Directions for this task: Reproduce the records below in full and without edits, omitting images.

Location identification items
_ _ _ _
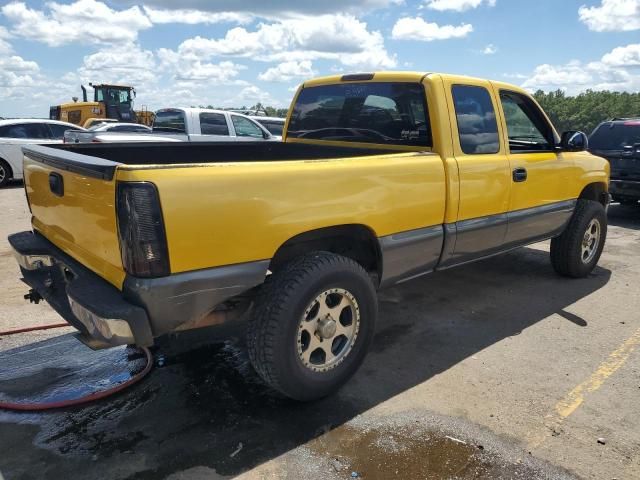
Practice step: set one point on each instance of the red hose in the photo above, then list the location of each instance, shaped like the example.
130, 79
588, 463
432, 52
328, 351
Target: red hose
35, 407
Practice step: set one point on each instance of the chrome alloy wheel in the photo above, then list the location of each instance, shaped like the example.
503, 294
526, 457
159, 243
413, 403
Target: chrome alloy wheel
590, 241
328, 330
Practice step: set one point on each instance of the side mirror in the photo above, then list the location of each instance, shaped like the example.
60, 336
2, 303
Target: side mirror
574, 141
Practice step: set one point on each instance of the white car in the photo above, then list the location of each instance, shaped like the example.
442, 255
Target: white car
190, 125
275, 125
77, 136
18, 132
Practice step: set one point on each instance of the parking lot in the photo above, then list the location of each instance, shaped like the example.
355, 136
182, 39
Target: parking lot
496, 369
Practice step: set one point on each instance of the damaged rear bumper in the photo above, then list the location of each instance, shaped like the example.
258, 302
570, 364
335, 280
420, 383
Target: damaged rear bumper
143, 310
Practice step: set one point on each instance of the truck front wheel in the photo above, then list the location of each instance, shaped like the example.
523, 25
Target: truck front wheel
312, 325
576, 252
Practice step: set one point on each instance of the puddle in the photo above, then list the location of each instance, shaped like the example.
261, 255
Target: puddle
63, 370
383, 454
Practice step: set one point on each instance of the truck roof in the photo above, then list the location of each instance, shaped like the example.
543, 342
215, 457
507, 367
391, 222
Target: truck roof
399, 76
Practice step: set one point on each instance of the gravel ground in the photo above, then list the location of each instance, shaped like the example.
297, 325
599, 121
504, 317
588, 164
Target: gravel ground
498, 369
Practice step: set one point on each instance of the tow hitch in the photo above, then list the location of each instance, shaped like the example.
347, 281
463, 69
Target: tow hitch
33, 297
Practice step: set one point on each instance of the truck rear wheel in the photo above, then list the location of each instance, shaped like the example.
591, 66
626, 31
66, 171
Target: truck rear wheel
576, 252
312, 325
5, 173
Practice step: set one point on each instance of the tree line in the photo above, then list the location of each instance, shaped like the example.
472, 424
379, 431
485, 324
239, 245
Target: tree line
585, 111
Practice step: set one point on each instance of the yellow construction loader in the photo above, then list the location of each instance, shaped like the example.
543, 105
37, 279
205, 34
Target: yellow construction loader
109, 102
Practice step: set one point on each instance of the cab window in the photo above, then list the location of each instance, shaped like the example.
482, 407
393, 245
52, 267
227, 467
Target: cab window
245, 127
25, 130
170, 121
392, 113
476, 117
57, 131
213, 124
526, 126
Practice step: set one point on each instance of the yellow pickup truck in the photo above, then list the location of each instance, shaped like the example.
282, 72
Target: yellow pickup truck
380, 178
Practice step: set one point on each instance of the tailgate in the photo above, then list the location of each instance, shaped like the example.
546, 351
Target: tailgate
72, 200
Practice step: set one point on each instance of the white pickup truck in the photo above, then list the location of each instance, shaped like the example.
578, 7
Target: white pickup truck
188, 125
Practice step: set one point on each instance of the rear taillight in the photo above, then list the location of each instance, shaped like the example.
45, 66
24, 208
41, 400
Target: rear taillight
143, 241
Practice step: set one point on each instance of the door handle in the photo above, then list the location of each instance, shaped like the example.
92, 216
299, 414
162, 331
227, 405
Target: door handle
519, 174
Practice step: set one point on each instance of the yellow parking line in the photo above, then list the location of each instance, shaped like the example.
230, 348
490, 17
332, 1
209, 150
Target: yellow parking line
616, 359
575, 397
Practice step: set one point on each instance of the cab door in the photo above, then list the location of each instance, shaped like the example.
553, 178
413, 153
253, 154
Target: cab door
484, 172
540, 175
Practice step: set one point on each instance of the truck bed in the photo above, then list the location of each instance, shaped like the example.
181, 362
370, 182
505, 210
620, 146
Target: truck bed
213, 152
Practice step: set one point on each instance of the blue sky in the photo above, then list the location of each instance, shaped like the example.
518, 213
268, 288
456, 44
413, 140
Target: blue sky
234, 53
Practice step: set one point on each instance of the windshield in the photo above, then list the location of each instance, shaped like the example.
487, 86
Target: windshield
615, 136
169, 121
275, 128
113, 95
388, 113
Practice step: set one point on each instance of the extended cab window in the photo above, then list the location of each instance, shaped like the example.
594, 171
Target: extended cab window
477, 125
527, 129
213, 124
245, 127
389, 113
57, 130
171, 121
25, 130
615, 135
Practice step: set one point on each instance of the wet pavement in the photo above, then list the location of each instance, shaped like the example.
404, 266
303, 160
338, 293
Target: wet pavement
206, 407
462, 381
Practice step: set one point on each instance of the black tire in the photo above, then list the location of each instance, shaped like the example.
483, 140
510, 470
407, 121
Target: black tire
5, 173
275, 320
567, 249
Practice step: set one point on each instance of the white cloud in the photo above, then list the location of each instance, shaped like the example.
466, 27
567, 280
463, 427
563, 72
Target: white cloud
84, 21
5, 47
123, 64
192, 17
335, 37
287, 71
628, 56
274, 9
612, 15
614, 71
490, 49
458, 5
417, 28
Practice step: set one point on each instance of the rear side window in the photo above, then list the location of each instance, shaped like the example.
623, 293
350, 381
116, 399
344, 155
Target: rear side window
25, 130
127, 128
527, 129
57, 131
477, 125
391, 113
213, 124
245, 127
615, 135
171, 121
274, 127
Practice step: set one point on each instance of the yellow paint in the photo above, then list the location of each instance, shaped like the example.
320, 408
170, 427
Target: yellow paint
226, 213
576, 397
611, 365
239, 212
82, 222
80, 112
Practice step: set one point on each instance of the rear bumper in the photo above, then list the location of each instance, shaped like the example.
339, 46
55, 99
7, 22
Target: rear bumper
93, 306
625, 188
143, 310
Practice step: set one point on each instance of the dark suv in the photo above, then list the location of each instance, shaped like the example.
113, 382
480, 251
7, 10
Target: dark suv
618, 141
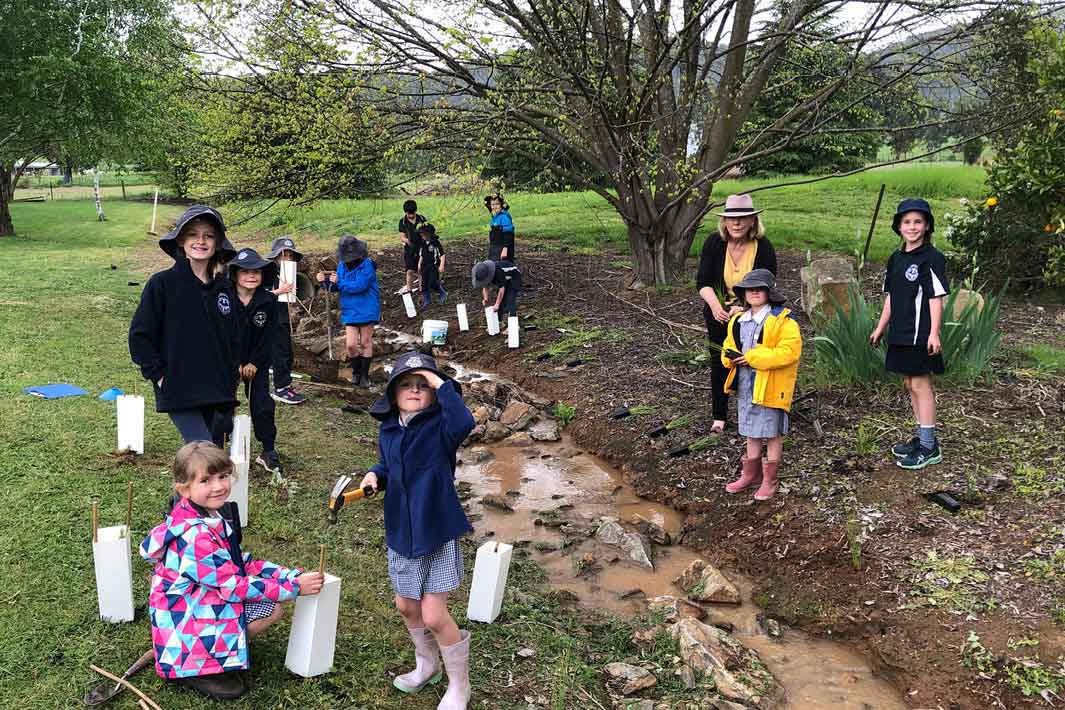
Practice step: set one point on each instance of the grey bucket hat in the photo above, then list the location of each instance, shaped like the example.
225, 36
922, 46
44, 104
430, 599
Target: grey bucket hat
482, 274
283, 244
759, 278
351, 248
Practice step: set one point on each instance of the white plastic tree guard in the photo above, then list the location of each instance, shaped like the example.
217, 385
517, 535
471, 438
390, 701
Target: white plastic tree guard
287, 269
240, 452
492, 318
130, 411
512, 331
114, 574
489, 581
408, 303
313, 638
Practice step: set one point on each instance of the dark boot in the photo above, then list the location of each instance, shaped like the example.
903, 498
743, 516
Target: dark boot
_ _ _ _
Reply to the task:
Practice step: set one point on each instance of the red hose in the photo above, then list the location of each instance, shaped like the example.
130, 79
588, 463
432, 52
328, 351
Target: red hose
35, 407
Practice step: set one point on each instance of the chrome alloy wheel in the photo above, then list the location of each instance, shaped like the example.
503, 294
526, 457
159, 243
413, 403
Target: chrome alloy wheel
590, 241
328, 330
Practice step: set one point on each instance of the side mirror in the photo above, then list the location of each instance, shaped like the example.
60, 336
2, 303
Target: side mirror
574, 141
Practice step: set one point on each instance of the white car in the photo above, then list the location of each instance, shaped like the example.
442, 255
Target: white car
190, 125
275, 125
77, 136
18, 132
Practice step: set one point on each instance of the parking lot in the photo above, then list the location of each instance, shaped like the example.
355, 136
182, 39
Target: parking lot
496, 369
Practice step: set one point on each instance of the damaged rear bumper in the photo above, then list the location of each instance, shaped like the example.
258, 302
570, 364
335, 280
420, 383
Target: damaged rear bumper
143, 310
Practice step: set one point on each instance of the truck front wheel in the photo above, then list the location of each instance, shaped like the example.
523, 25
Target: truck front wheel
312, 325
576, 252
Practice step: set one point on each instance of the puddle in the photo above, then list the location of each instance, shaped like the example.
261, 255
Target: puddle
63, 370
383, 454
Practice step: set one point on each instance of the truck roof in the photo above, then list the location of each instance, shaped like the example.
543, 342
215, 457
507, 367
391, 222
Target: truck roof
399, 76
Practice step: set one point on each instance of the gravel ground in the photo above, then list the location of each instance, shaped like the example.
297, 325
599, 121
504, 317
588, 164
Target: gravel ground
498, 369
Practice step: set one point on each instance of the tow hitch in the photo above, then list the location of each instance, shaped like the example.
347, 281
463, 69
Target: tow hitch
33, 297
Practice step: set one point on each instance of the truck rear wheel in the photo above, then list the location of each instance, shaped like the example.
591, 66
626, 31
66, 171
Target: truck rear wheel
576, 252
312, 325
5, 173
Practice step: set one point on each instance of the tree line in the photo above, then list the location of each instance, shaped like the example.
472, 424
379, 431
485, 324
239, 245
Target: tree line
585, 111
Practice step: set one point on each instance of the yellow construction loader in the photo above, then list the location of each instance, shaped like the example.
543, 105
37, 279
205, 34
Target: yellow construction loader
109, 102
Practice step: set one point on each instance of the cab window in the photo above, then list the location of each instance, shaped like the example.
482, 407
393, 245
52, 267
227, 467
Target: cab window
245, 127
25, 130
170, 121
392, 113
476, 117
57, 131
213, 124
526, 126
Practice step: set one point on each instance of the yellow pickup truck in the photo above, then list the location of each instance, shaped like the example.
282, 72
Target: yellow pickup truck
380, 178
Practice step: set one point on each instance of the tailgate in the photo above, then list the location of each instance, shaped like the example.
546, 351
Target: tailgate
72, 200
Practice step: set one point on each instance of the white pickup truck in the photo above, then list the location of each instance, shaped like the example.
578, 7
Target: white pickup truck
188, 125
Practice step: set one point on each instance of the rear taillight in the photo above, then list the location of each instance, shaped like the example.
45, 66
24, 208
41, 400
Target: rear taillight
143, 241
Practice step: set one point on each instance of the door handle in the photo above, then list the location of each instance, shaped like the example.
92, 216
299, 414
162, 331
227, 405
Target: door handle
519, 174
Practice step: set one point on each instance of the yellow parking line in the photo above, then list the location of each instance, shaped like the example.
230, 348
490, 17
332, 1
209, 150
Target: yellow parking line
616, 359
575, 397
Practice step: set one point on each instance of the cab door in the photo above, then list the location of each instance, shaped like the example.
553, 178
413, 153
253, 154
Target: cab door
484, 172
540, 175
Practice step: set one point on each instance of the truck bed in the photo above, then list the location of each instance, shaped like the example.
181, 362
370, 182
505, 210
620, 146
Target: truck bed
213, 152
Practice step: set one point on each instance of the blue sky in the photo above, then list the location of each instance, shaped like the example.
518, 213
268, 288
456, 44
413, 140
Target: blue sky
234, 53
Practice step: set one point on each instance of the windshield in the photo above, then list the location of each instance, shaped like the example.
487, 86
Target: windshield
615, 136
169, 121
275, 128
113, 95
388, 113
Practice step: set one point on each instance of the extended cab window in the photo above, then list the location of each instance, shaped like the example.
594, 171
Target: extended cab window
477, 125
527, 129
213, 124
245, 127
389, 113
57, 130
171, 121
25, 130
615, 135
Practice step: set one point on each instance of the wet pavement in the photo above, then list the location of each instance, shaped like the example.
404, 266
303, 160
338, 293
Target: wet pavement
206, 407
462, 381
Practice step: set one point on each instance of the black tire in the photo above, then list the location of each instance, shaped like the example.
483, 140
510, 470
407, 121
Target: black tire
5, 173
275, 320
567, 249
Practice step: set one point on each instance of the white cloud in the photo above, then list the location of each instance, shaped like the example.
466, 27
567, 280
463, 427
563, 72
Target: white cloud
84, 21
5, 47
123, 64
192, 17
335, 37
287, 71
628, 56
274, 9
612, 15
614, 71
490, 49
458, 5
417, 28
Practice step: set one point on each instance of the rear side window in the photo above, then list the location of each instance, shaped like the example.
623, 293
350, 381
116, 399
344, 155
Target: rear side window
25, 130
127, 128
527, 129
57, 131
477, 125
391, 113
213, 124
245, 127
615, 135
171, 121
274, 127
Practice step: set one point on each instance of the yellow paint in the photo above, then list the location of each instance, shaped like the example.
320, 408
170, 427
Target: yellow paint
226, 213
576, 397
611, 365
239, 212
82, 222
80, 112
Practice step: set one point on each instance of the rear bumper in the photo above, then list the location of each instance, shaped like the example.
339, 46
55, 99
7, 22
Target: rear bumper
93, 306
625, 188
143, 310
Practice step: set one point on each instance of the dark suv in the photo above, then list the location of each instance, shaped like the example.
113, 382
480, 251
7, 10
Target: dark suv
618, 141
Practice step: set one point on each instance of the grey bucket hat in the photo above, then list the location of each instance, shaped like the example.
225, 36
922, 46
44, 104
430, 599
Target: grey bucket hat
482, 274
283, 244
759, 278
351, 248
Practice step: set one point on each instance of the white plastic tree guard in the photo above, then list the location of each instance, shaped like the example.
217, 385
517, 535
471, 438
390, 701
Target: white plastic tree guard
287, 269
240, 452
492, 318
130, 411
512, 331
114, 574
489, 581
408, 303
313, 638
Practice step: set one point on each instance of the dark boot in the photo above, then list the location of each instance, shaped like the example.
903, 498
743, 516
Target: dark boot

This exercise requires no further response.